**Aim**. Quote every one of the items below word for word, leaving the pictures out of your reply.

**Input for this task**.
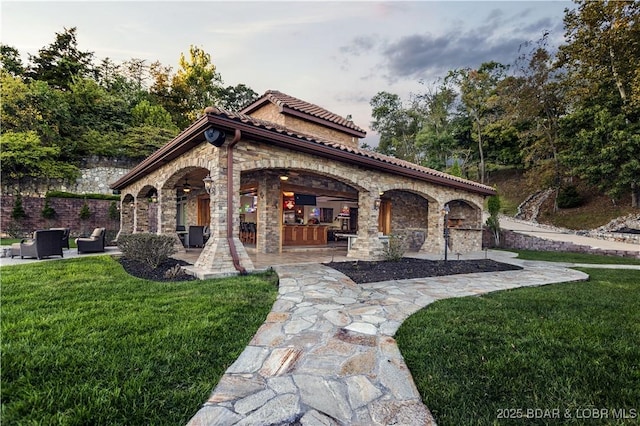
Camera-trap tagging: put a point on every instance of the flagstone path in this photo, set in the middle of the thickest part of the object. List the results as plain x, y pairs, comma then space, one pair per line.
326, 353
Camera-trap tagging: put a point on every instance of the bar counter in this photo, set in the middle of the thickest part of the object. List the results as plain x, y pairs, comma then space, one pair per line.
304, 235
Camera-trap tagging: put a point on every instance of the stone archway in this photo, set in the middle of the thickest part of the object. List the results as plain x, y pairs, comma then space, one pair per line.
465, 226
127, 214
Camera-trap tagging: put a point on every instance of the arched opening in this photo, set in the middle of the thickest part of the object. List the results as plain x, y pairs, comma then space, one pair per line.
464, 225
284, 208
185, 207
405, 215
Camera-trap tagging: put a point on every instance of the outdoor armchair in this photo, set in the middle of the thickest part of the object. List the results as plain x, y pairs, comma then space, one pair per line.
44, 243
94, 243
65, 236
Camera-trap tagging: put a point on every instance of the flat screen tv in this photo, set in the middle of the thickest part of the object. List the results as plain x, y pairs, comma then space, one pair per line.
305, 200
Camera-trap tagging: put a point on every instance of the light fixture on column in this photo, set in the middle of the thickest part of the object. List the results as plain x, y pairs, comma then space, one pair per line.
208, 184
186, 188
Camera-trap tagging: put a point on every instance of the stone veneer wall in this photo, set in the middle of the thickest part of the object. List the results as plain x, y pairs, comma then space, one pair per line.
250, 157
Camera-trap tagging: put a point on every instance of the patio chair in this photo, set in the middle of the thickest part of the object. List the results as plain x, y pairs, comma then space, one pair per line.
196, 236
65, 236
94, 243
44, 243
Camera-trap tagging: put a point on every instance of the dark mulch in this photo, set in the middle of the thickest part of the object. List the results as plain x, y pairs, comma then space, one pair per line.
142, 270
368, 272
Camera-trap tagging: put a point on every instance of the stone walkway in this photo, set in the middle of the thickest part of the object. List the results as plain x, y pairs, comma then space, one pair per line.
326, 353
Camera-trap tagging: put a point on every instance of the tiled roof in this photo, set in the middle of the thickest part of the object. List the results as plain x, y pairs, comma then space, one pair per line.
283, 100
267, 125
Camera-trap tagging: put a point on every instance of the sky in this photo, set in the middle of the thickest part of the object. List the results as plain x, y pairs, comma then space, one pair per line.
334, 54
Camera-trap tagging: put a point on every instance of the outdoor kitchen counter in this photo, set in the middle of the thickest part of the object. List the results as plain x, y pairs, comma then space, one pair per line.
304, 235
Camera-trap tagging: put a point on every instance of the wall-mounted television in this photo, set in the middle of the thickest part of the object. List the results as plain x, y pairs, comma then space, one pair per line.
305, 200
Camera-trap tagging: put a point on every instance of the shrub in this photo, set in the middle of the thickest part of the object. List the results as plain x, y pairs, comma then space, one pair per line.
394, 249
151, 249
569, 197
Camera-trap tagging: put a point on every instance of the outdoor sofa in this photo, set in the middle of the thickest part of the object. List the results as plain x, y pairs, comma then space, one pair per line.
44, 243
65, 236
94, 243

**Final result**.
Camera-trap tagging: put a point on every instance of the flagstone path in this photo, set in the middle of the thickest part of the object. List the results as plain x, y pairs, comma then space, one pair per line.
326, 353
Camera-trap tagging: put a point on every instance of the bar counter in this photo, set in the middle of the thickest part of the object. List the results as plain x, y pairs, comma then space, one pair per line.
304, 235
Camera-trap tagging: put a point on every instance of the stone archway in this photo, set in the middle of the thickest part of the object. List the results as plain x, y pairs, comma then space, one pair per line.
465, 226
127, 214
Camera-trap tagging: put a point on every instance of the arched opening in this photo, set in the middle of the thickest part of the object. List the results as plain x, y pairs, comma then space, one pair per line.
464, 225
284, 208
185, 207
405, 215
Camera-trap tagging: put a point on every instance of the outdoor armchair in this photo, set in the middle of the thickest part of the object. List the results as plain x, y pairs, comma then space, one pair per line.
44, 243
94, 243
65, 236
Camera-trap tagging: put a point on every instance of the flat screen tv in this photo, set in the middle of the thickest part of the object. List the results as plain x, y pairs, comma then space, one pair per line.
305, 200
Camera-trap tagging: put a point on every instance of the light fixture on column in this photo, set in the middle of the thickest part of the object. List the results as plain x, y pairs, comma then space, one pair per line.
208, 184
186, 188
Camera-trap tagging: put a point on every instance of the stone veneer wall in this photo, set in the middle of the thickest part of the object. List the results as plain x, y pairs, comma then space, one pair per line.
250, 157
Camera-trap tagging: put a point on every instance of the patio chair in this photo, set in the middle of the thickest part of the object. List the results as plain x, y pairs, comma then space, one pair per line.
196, 236
65, 236
94, 243
44, 243
Camera-trap tagging: put a point on every instance of the dark mulch in this photo, set in the middle of the thickest part of the object. List the results as plain x, y pairs, comma then space, one pair per line.
142, 270
368, 272
Camera-trap tagging: put a point on every instance of the stone walkway in this photo, set in the middle of the thickest part of the object. List the results as plain x, y pairs, comma then space, one pair per line.
326, 353
Camera-trap tagging: put a point on every instance of the tiled roof in this photo, set in the middle of the thickest part of the object. List the results as plain x, y pairs, comma then space, one pair per line.
283, 100
267, 125
Camera-trap tagging: put a point on every instance of the sky in this photo, set in the middle of the thickest part of the object. List the results as plain x, y pairs, comma then space, one pair per line.
334, 54
Camera-trap tagging: put a point on every instance of the outdoor kitchen counter in this photo, set in the middle of the thickest part of the object. List the results as plain x, y pairs, comma then space, one pair per line.
304, 235
Camera-trap tagging: put a point on every instance of the wall-mounted television in this photo, set in the middle of the thickest part of the object. List the results as plain x, y pairs, comma then space, one pair per line.
305, 200
Camera-trap tagging: put a point on every instance of the shrub in this photo, set in the middle of the thickest part of the object. List the results as plain x, y pairs, comma then space, one pair per line.
394, 249
151, 249
569, 197
Camera-trap tagging: put a point on every instance of the outdoor sofa in this photo, set in the middle of the thickest part of the object. List the results as plain x, y pairs, comma then space, one pair per line.
44, 243
65, 236
94, 243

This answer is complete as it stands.